◆ YOUR TASK ◆
Write out the listing below again, precisely as it is given.

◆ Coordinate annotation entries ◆
* * *

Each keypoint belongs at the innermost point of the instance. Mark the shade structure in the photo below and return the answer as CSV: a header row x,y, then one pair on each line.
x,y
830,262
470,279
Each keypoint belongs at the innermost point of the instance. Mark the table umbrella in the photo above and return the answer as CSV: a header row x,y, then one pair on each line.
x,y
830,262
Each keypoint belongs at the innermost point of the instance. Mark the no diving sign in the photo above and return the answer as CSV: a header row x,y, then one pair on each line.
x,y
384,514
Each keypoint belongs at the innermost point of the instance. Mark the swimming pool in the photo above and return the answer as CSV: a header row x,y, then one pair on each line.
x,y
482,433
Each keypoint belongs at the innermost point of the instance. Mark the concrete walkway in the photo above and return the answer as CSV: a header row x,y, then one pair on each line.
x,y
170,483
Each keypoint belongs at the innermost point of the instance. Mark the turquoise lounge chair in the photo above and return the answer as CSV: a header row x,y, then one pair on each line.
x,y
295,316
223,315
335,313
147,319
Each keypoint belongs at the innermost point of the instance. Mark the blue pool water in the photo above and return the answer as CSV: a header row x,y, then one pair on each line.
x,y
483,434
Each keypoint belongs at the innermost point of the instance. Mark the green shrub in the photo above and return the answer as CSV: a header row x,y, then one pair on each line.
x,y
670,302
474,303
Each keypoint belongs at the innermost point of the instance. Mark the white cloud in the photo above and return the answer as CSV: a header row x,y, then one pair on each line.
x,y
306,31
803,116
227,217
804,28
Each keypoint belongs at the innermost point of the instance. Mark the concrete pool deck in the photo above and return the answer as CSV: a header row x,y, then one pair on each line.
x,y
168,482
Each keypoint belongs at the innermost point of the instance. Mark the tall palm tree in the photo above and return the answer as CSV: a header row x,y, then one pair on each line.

* * *

◆ EXPECTED ANSWER ◆
Each keypoint belongs at the innermost point of the instance. Mark the shade structure in the photo below and return the answer as CSV: a header row x,y, then one pair on each line.
x,y
830,262
470,279
Each keypoint belongs at the innermost point of the instance. Mark the table umbrella in the photo above and return the answer as CSV: a header row x,y, then one pair on each line.
x,y
830,262
Each keypoint belongs at the innermost point of the instance. Mark the no diving sign in the photo above and return the answer as CSV: a header row x,y, then one pair on each line.
x,y
384,514
Each keypoint belongs at the innermost point of the instance. Mark the swimming pool in the photo above and return the answer as CSV: a header row x,y, then one pair on each line.
x,y
482,433
Each keypoint belongs at the innermost point of the instance. Mark the concrete walkway in the photo above and return the answer as CSV: a header row x,y, then one pair on each line.
x,y
170,483
Each keypoint belongs at the innermost point of the instance. Mark the turquoise lounge chair in the photo above and return the answer as CSV: a header row x,y, then one pair on each line.
x,y
295,316
223,315
335,313
147,319
Each keypoint belongs at the innermost point of the instance. Mark the blue pool water in the photo above and return the answer as CSV: a header row x,y, then one pair on each line.
x,y
483,434
Each keypoint belongs at the innermost point of the instance. Mark the green shrub in the photo above and return the answer as CSV: a header row x,y, then one pair on each line.
x,y
670,302
474,303
Each keypoint belongs at the innermost point of the instance. Mark the white cloud in the photo above and return the answer as CSV: a header row x,y, then one pair on each line.
x,y
306,31
803,116
227,217
804,28
Each keypoint belongs at the innermost point of the instance. Mark the concrete pool deck in the photo above and return the answer as CSV: a header row x,y, then one pair on each line.
x,y
168,482
Each keypoint belongs at the innermost point of the instance. Mark the tall palm tree in the photo above and return the answer as CSV: a header row x,y, then one pair on each line.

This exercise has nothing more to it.